▶ **Stated problem**: Can you extract every line of the data below and reproduce each one unchanged, character for character?
# # # # #
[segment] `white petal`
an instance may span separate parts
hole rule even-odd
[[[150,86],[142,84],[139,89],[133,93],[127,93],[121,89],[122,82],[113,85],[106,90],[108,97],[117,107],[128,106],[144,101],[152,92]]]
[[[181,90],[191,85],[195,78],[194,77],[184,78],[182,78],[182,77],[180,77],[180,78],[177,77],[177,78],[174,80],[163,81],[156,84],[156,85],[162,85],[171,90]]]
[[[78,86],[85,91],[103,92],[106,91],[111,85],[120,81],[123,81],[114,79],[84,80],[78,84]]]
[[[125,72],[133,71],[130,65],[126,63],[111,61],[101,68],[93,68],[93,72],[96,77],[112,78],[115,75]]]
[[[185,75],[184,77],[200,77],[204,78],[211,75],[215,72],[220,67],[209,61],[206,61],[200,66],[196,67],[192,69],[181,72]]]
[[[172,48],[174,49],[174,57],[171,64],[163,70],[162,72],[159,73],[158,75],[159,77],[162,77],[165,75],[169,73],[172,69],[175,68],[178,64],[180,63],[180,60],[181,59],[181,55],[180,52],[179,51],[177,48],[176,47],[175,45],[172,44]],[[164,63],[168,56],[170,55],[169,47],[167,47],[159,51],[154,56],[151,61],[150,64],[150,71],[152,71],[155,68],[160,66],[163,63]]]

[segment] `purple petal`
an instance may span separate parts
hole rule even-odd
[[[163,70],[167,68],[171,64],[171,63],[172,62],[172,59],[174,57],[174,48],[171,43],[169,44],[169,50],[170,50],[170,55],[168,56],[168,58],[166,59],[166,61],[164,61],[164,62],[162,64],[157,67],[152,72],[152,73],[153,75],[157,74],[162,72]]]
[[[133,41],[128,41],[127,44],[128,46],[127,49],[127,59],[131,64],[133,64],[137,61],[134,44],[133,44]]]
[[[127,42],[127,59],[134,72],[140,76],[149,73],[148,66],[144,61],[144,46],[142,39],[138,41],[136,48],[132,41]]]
# # # # #
▶ **Task answer**:
[segment] `white petal`
an instance may span separate parts
hole rule even-odd
[[[150,86],[142,84],[139,89],[133,93],[127,93],[121,89],[122,82],[113,85],[106,90],[108,97],[117,107],[128,106],[144,101],[152,92]]]
[[[181,90],[191,85],[195,78],[194,77],[184,78],[182,78],[182,77],[180,77],[180,78],[177,77],[177,78],[174,80],[163,81],[156,84],[156,85],[162,85],[171,90]]]
[[[78,86],[85,91],[103,92],[106,91],[111,85],[120,81],[123,81],[114,79],[84,80],[78,84]]]
[[[125,72],[133,71],[130,65],[126,63],[111,61],[101,68],[93,68],[93,72],[96,77],[112,78],[115,75]]]
[[[185,75],[184,77],[200,77],[204,78],[211,75],[215,72],[220,67],[209,61],[206,61],[200,66],[196,67],[192,69],[181,72]]]
[[[172,48],[174,49],[174,57],[171,64],[163,70],[162,72],[159,73],[158,75],[159,77],[162,77],[165,75],[169,73],[172,69],[175,68],[178,64],[180,63],[180,60],[181,59],[181,55],[180,52],[179,51],[177,48],[176,47],[175,45],[172,44]],[[164,63],[168,56],[170,55],[169,47],[167,47],[159,51],[154,56],[151,61],[150,64],[150,71],[152,71],[155,68],[160,66],[163,63]]]

[segment] `purple petal`
an instance may span separate parts
hole rule even-odd
[[[163,70],[167,68],[171,64],[171,63],[172,62],[172,59],[174,57],[174,48],[171,43],[169,44],[169,50],[170,50],[170,55],[168,56],[168,58],[166,59],[166,61],[164,61],[164,62],[162,64],[157,67],[152,72],[152,73],[153,75],[157,74],[162,72]]]
[[[133,41],[128,41],[127,44],[128,46],[127,49],[127,59],[131,64],[133,64],[137,61],[134,44],[133,44]]]
[[[127,42],[127,59],[134,72],[140,76],[149,73],[148,66],[144,61],[144,46],[142,39],[138,41],[136,48],[132,41]]]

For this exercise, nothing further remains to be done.